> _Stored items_
++++++++

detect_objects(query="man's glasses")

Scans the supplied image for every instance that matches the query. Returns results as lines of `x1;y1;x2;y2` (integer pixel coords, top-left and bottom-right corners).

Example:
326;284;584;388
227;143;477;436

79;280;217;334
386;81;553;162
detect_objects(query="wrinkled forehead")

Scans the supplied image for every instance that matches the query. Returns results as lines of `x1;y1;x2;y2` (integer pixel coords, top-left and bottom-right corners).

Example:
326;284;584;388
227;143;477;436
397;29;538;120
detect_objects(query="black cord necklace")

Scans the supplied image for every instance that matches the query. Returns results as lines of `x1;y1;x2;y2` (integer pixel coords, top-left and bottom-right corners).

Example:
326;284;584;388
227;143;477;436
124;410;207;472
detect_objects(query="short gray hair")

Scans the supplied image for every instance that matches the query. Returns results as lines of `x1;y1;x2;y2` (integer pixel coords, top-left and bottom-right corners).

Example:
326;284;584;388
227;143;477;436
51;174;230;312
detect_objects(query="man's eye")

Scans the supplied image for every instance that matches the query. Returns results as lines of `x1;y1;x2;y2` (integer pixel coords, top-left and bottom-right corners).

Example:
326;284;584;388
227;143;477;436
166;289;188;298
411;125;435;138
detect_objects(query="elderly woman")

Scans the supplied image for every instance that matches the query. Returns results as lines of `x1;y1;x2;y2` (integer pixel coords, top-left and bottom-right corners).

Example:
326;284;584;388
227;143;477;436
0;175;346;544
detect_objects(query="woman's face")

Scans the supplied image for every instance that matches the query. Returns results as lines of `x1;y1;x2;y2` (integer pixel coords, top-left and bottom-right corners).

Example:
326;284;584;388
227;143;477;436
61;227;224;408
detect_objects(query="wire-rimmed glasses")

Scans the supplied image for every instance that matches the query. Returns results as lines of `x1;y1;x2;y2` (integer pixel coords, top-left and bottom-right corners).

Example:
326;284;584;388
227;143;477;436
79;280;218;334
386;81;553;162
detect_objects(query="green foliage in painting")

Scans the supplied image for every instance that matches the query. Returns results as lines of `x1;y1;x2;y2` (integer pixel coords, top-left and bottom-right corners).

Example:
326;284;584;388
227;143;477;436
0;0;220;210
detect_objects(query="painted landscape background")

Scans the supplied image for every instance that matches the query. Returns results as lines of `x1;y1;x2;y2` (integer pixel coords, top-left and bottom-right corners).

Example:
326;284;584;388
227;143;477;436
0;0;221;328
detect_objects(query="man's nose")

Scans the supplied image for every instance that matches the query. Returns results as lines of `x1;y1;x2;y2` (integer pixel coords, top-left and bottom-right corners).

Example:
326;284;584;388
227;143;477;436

++++++++

> _PROBLEM TO WORK ON_
Update the listing above by changing each "top-left" to "upper-left", keeping everything else the same.

> _COMPLETE ANSWER_
detect_objects(query="man's glasses")

Scans the supplied image for every instance that matches the query. Returns results as lines of `x1;y1;x2;y2` (integer pixel coords, upper-left and bottom-right corners).

Example:
326;284;584;388
227;143;477;436

79;280;217;334
386;81;553;162
detect_objects(query="wrinkled forehead")

Scans the supplied image for every instance that matches the query. Returns results as lines of `x1;y1;x2;y2` (integer pixel coords, upper-left and bottom-right corners).

Example:
326;284;584;388
227;143;477;436
397;29;538;120
detect_objects(query="black cord necklace")

Scans the supplied image for every instance that matches the query. Returns results as lines of `x1;y1;x2;y2` (integer pixel coords, upper-left and bottom-right corners).

Example:
326;284;584;388
227;143;477;436
124;410;207;472
detect_objects(query="short gray hair")

Scans the supplied image for every instance that matches the query. Returns results as lines of `x1;y1;x2;y2` (integer pixel coords, upper-left and bottom-right corners).

Example:
326;284;584;388
227;143;477;436
51;174;230;312
detect_objects(query="man's eye")

Scans the supplied image for every instance that matches the query. Returns results as lines of `x1;y1;x2;y2` (integer pixel coords, upper-left and bottom-right corners).

Example:
326;284;584;388
227;143;477;436
166;289;188;298
411;125;435;138
detect_objects(query="elderly woman")

Scans the supplied image for every instance that matches the query. Returns results as lines of `x1;y1;x2;y2` (integer pixel coords, upper-left and bottom-right corners).

Example:
326;284;584;388
227;143;477;436
0;175;346;544
detect_objects(query="woman's face")

Scans the supplied image for every instance that matches the query. Returns results as lines of `x1;y1;x2;y2` (integer pixel coords, upper-left and bottom-right corners).

Example:
326;284;584;388
227;143;477;436
61;227;224;408
detect_objects(query="wire-rimmed glasses")

Scans the supplied image for every instance that matches the query. Returns results as lines of `x1;y1;x2;y2` (integer pixel coords, upper-left and bottom-right corners).

Example:
326;284;584;388
227;143;477;436
79;280;218;334
386;81;553;162
detect_objects(query="green foliage in painting")

Scans the supplied image for every instance that matches the query. Returns results as lines of `x1;y1;x2;y2` (integer pixel coords, upper-left and bottom-right corners).

Example:
326;284;584;388
227;143;477;436
0;0;220;210
detect_objects(query="painted landscape background")

Scans the supplied image for every instance that matches the query. Returns results as lines of `x1;y1;x2;y2` (integer pixel coords, upper-left and bottom-right corners).

Example:
326;284;584;388
227;143;477;436
0;0;221;328
detect_objects(query="man's nose")

Scans the supplied image for every instance that matches the query. Returns results as lines of `x1;y1;x2;y2` (integer pixel coords, upper-left and bottom-right corners).

Example:
326;284;584;388
227;143;477;436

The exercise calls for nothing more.